-- Set task --
Show every line of the items below that contains the word "trunk". Case counts, so a line matches only when the capitalization is the same.
+---+
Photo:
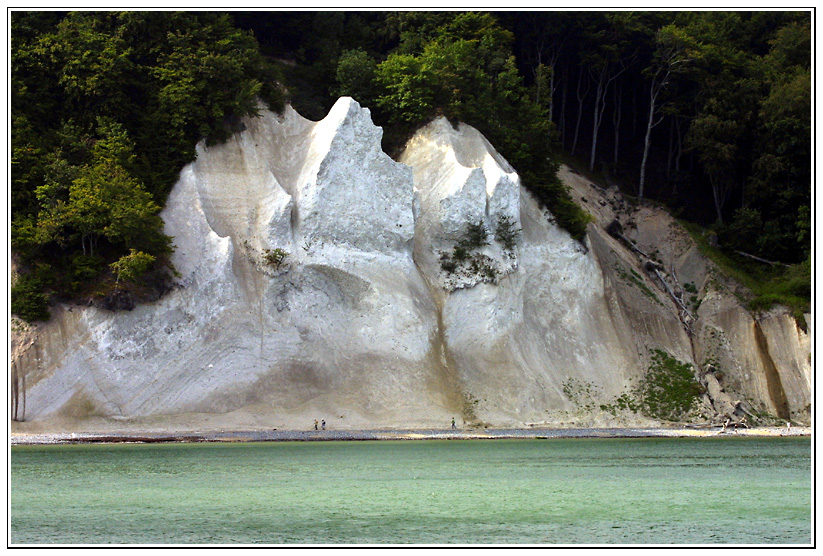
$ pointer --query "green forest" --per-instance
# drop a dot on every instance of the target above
(706, 113)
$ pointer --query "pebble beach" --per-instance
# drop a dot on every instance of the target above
(394, 434)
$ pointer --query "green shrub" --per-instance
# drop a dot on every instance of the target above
(28, 301)
(505, 232)
(670, 390)
(275, 257)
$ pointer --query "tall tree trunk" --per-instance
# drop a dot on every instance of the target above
(562, 123)
(646, 143)
(679, 145)
(580, 99)
(617, 116)
(670, 153)
(718, 198)
(598, 113)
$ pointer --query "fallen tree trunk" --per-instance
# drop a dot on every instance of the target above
(758, 259)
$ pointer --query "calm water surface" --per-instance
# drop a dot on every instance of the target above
(730, 490)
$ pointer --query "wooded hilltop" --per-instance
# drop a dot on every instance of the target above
(708, 113)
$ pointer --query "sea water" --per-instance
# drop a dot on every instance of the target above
(565, 491)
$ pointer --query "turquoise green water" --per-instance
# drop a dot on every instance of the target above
(592, 491)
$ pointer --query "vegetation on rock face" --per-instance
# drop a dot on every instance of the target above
(709, 112)
(107, 107)
(669, 391)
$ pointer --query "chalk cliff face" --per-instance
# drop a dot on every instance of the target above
(366, 324)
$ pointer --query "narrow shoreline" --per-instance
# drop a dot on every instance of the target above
(22, 439)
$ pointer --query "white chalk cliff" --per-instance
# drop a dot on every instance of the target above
(361, 325)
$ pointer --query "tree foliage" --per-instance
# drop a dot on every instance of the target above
(107, 107)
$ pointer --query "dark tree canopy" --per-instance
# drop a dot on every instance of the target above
(708, 112)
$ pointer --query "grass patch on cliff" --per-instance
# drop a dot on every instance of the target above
(669, 391)
(790, 286)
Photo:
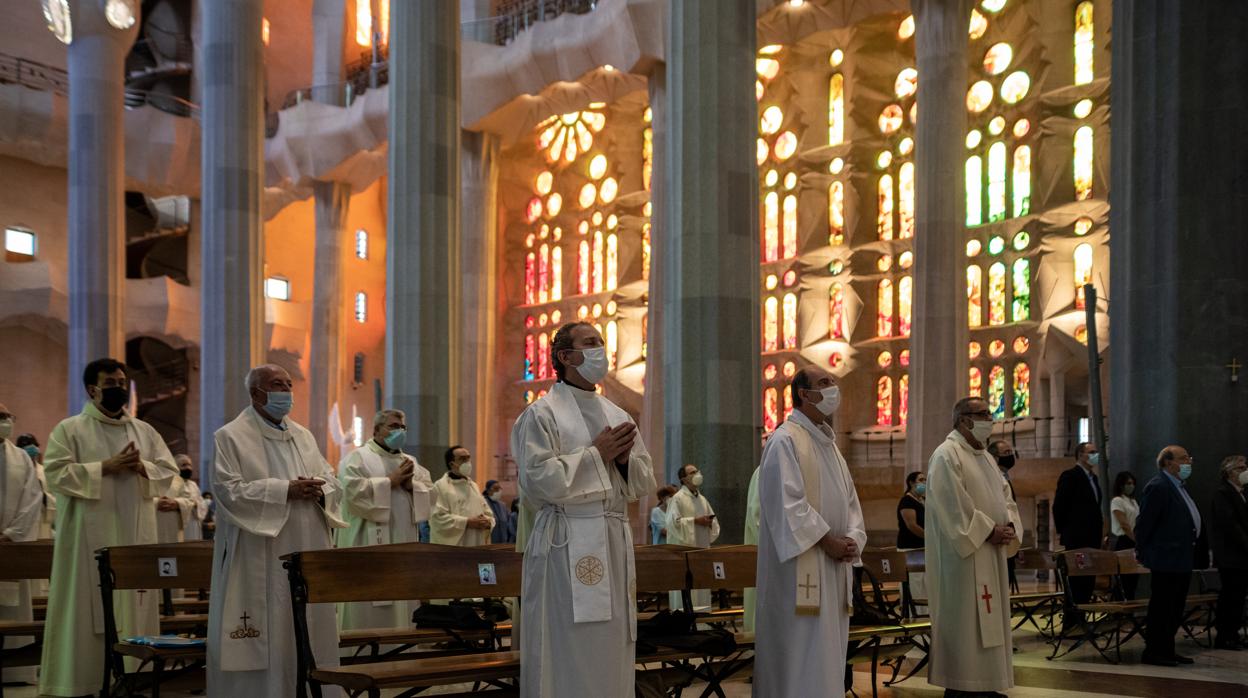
+---+
-- Solution --
$ pointer --query "tall tree trunk" --per-instance
$ pointer --query "fallen tree trunk" --per-instance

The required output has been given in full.